▶ _Your instructions_:
The expected response is the entire set of entries, copied exactly.

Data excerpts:
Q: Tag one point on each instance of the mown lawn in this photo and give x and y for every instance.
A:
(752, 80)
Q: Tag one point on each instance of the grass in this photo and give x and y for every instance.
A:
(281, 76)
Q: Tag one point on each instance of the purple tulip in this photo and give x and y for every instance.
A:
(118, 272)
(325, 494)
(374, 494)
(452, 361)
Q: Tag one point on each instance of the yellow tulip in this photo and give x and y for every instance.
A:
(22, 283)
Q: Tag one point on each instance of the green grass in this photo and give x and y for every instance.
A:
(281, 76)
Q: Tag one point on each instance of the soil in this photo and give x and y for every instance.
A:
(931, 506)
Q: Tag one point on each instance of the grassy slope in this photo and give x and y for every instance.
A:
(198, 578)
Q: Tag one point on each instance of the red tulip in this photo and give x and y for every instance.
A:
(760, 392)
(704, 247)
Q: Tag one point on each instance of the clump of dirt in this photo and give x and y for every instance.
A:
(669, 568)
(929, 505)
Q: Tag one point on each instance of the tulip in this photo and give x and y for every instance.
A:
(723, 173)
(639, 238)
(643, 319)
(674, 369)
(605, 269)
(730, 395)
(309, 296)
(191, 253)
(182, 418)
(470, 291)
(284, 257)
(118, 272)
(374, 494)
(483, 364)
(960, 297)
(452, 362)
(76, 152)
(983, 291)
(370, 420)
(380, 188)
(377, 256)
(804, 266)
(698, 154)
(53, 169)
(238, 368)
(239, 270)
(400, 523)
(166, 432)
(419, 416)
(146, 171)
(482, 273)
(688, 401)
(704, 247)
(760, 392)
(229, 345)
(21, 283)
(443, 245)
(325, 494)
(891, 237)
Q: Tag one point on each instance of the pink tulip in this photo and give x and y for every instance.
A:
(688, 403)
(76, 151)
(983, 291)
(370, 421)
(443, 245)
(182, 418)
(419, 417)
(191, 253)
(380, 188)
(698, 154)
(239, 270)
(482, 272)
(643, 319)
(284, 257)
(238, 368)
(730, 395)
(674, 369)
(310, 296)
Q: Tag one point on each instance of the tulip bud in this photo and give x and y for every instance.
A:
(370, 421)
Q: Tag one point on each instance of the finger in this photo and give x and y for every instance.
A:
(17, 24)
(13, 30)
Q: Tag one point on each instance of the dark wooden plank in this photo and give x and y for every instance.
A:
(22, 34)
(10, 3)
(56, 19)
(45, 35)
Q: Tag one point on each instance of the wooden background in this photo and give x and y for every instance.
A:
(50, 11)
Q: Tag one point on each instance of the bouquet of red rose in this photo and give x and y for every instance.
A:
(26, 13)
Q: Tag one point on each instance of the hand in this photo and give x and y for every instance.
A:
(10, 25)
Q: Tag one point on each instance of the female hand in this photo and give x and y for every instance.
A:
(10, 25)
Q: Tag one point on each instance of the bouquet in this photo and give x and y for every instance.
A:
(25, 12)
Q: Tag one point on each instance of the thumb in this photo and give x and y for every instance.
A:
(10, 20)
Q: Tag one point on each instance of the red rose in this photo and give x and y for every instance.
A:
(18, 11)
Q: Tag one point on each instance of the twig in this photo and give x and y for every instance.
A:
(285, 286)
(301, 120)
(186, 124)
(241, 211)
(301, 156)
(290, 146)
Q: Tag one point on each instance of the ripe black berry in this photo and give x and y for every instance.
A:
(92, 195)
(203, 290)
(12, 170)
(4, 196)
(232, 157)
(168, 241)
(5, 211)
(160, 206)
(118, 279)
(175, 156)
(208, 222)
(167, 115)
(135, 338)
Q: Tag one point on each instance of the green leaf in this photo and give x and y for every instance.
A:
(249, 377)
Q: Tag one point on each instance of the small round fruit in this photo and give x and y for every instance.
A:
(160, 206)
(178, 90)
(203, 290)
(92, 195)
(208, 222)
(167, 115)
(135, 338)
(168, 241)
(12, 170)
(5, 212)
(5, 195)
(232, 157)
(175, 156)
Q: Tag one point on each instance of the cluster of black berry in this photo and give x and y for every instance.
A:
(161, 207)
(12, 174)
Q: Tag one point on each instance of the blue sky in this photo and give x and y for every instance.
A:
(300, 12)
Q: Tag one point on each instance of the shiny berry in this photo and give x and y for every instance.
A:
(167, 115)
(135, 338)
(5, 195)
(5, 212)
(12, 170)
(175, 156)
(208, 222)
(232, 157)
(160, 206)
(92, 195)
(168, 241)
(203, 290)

▶ _Problem solution_:
Q: Tag one point on each instance of the mown lawn in this photo and give x and y for every instance.
A:
(752, 80)
Q: Tag one point on each instance of the grass in this photo and give x and y for every instance.
A:
(281, 76)
Q: Tag one point on each instance of the purple tulip in this photo and give x and y for every instance.
A:
(118, 272)
(325, 494)
(374, 494)
(452, 361)
Q: Tag one point on each instance of the yellow tulip in this photo and give x and y for every instance.
A:
(22, 283)
Q: Tag one point on each instance of the green grass in this photo and give x and y for every instance.
A:
(281, 76)
Q: Tag one point on each instance of the soil in this photo and give x and y for every instance.
A:
(931, 506)
Q: Tag one point on each instance of the grassy slope in this photo and give x and y for every instance.
A:
(198, 578)
Q: Tag one point on each instance of the red tulip in this photo and give x and y for every instance.
A:
(760, 392)
(704, 247)
Q: Tag one point on each instance of the clump of dirt in this photo and give x and y for every instance.
A:
(669, 568)
(929, 505)
Q: Tag one point on each instance of the tulip in this photo and give x and y for every instance.
A:
(723, 173)
(639, 238)
(643, 319)
(674, 369)
(605, 269)
(730, 395)
(309, 296)
(191, 253)
(182, 418)
(470, 291)
(284, 257)
(118, 272)
(374, 494)
(483, 364)
(960, 297)
(452, 362)
(76, 152)
(983, 291)
(370, 420)
(380, 188)
(377, 256)
(804, 266)
(698, 154)
(53, 169)
(238, 368)
(239, 270)
(400, 523)
(166, 432)
(419, 416)
(146, 171)
(482, 273)
(688, 401)
(704, 247)
(760, 392)
(229, 345)
(21, 283)
(443, 245)
(325, 494)
(891, 237)
Q: Tag one point on each instance of the pink tulip in this photo and give x and y for every instance.
A:
(688, 403)
(76, 151)
(983, 291)
(370, 421)
(443, 245)
(182, 418)
(419, 417)
(191, 253)
(380, 188)
(698, 154)
(239, 270)
(482, 272)
(643, 319)
(284, 257)
(238, 368)
(730, 395)
(674, 369)
(310, 296)
Q: Tag one point on each instance of the tulip bud in this photo and give x and y for every instance.
A:
(370, 421)
Q: Tag one point on each instance of the finger in this photo and give x and y for every instance.
A:
(17, 24)
(13, 30)
Q: Tag one point on each instance of the dark wooden plank in this photo and give x and y for every instance.
A:
(22, 34)
(10, 3)
(56, 19)
(45, 35)
Q: Tag one point on each instance of the wooden background in this photo and give x and y for every instance.
A:
(50, 11)
Q: Tag one point on each instance of the bouquet of red rose in this photo and give x and y for every instance.
A:
(26, 13)
Q: Tag one point on each instance of the hand in this photo and give x and y for every instance.
A:
(10, 25)
Q: Tag one point on each instance of the female hand in this photo and give x and y for every instance.
A:
(10, 25)
Q: Tag one point on each instance of the bouquet in this photo and give x and y for every instance.
A:
(25, 12)
Q: Tag one point on each instance of the thumb in this photo and give x and y for every instance.
A:
(10, 20)
Q: Tag one point on each instance of the red rose in this photo and give x and y for every instance.
A:
(18, 11)
Q: Tag one point on each instance of the twig in this photo and give x and y for every instance.
A:
(285, 286)
(301, 120)
(186, 124)
(241, 211)
(301, 156)
(290, 146)
Q: Tag one point on each instance of the ripe black berry in this photo and give x and y for every instance.
A:
(92, 195)
(203, 290)
(12, 170)
(4, 196)
(232, 157)
(168, 241)
(5, 211)
(160, 206)
(118, 279)
(175, 156)
(208, 222)
(167, 115)
(135, 338)
Q: Tag one point on each instance of the green leaf in this photo and give x and y for every instance.
A:
(249, 377)
Q: Tag one point on each instance of the small round fruit in this photo and give x and y for every instance.
A:
(160, 206)
(178, 90)
(203, 290)
(92, 195)
(208, 222)
(167, 115)
(135, 338)
(168, 241)
(12, 170)
(5, 212)
(5, 195)
(232, 157)
(175, 156)
Q: Tag one point on each instance of the cluster of black berry in this photo and give x and y for every instance.
A:
(161, 207)
(12, 174)
Q: Tag one point on each instance of the blue sky in this photo and give x and y for every instance.
A:
(300, 12)
Q: Tag one point on each instance of the shiny berry in this photo and give x and y for every instance.
A:
(167, 115)
(135, 338)
(5, 195)
(5, 212)
(12, 170)
(175, 156)
(208, 222)
(232, 157)
(160, 206)
(92, 195)
(168, 241)
(203, 290)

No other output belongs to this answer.